== Task data

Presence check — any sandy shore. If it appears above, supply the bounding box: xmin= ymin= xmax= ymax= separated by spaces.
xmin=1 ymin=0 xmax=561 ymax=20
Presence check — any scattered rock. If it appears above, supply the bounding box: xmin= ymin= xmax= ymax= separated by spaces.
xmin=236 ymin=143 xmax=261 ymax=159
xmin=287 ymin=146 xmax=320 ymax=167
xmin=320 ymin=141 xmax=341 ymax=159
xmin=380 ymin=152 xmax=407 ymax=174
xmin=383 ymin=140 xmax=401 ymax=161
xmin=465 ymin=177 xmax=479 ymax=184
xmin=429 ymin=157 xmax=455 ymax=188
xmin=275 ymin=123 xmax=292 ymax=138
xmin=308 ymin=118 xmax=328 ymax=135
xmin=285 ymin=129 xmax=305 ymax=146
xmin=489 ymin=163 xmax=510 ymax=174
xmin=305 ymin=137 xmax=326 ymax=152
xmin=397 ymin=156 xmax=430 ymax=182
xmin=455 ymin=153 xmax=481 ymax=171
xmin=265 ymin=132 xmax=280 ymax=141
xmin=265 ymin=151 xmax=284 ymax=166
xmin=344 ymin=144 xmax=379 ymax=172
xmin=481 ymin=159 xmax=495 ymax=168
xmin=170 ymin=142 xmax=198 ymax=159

====

Exercise directions = Restate the records word for word, leaving nothing out.

Result for this exercise =
Presence check — any sandy shore. If it appears above, supply the bounding box: xmin= ymin= xmax= ymax= separated by spaces.
xmin=1 ymin=0 xmax=561 ymax=20
Presence check — any scattered rock. If it appears above, supply the bounding box: xmin= ymin= xmax= ymax= separated by spaces.
xmin=236 ymin=143 xmax=261 ymax=159
xmin=287 ymin=146 xmax=320 ymax=167
xmin=320 ymin=141 xmax=341 ymax=159
xmin=380 ymin=152 xmax=407 ymax=174
xmin=383 ymin=140 xmax=401 ymax=161
xmin=465 ymin=177 xmax=479 ymax=184
xmin=429 ymin=157 xmax=455 ymax=188
xmin=275 ymin=123 xmax=292 ymax=138
xmin=308 ymin=118 xmax=328 ymax=135
xmin=285 ymin=129 xmax=305 ymax=146
xmin=489 ymin=163 xmax=510 ymax=174
xmin=305 ymin=137 xmax=326 ymax=152
xmin=397 ymin=156 xmax=430 ymax=182
xmin=455 ymin=153 xmax=481 ymax=171
xmin=265 ymin=132 xmax=280 ymax=141
xmin=265 ymin=151 xmax=284 ymax=166
xmin=344 ymin=144 xmax=379 ymax=172
xmin=481 ymin=159 xmax=495 ymax=168
xmin=170 ymin=142 xmax=198 ymax=159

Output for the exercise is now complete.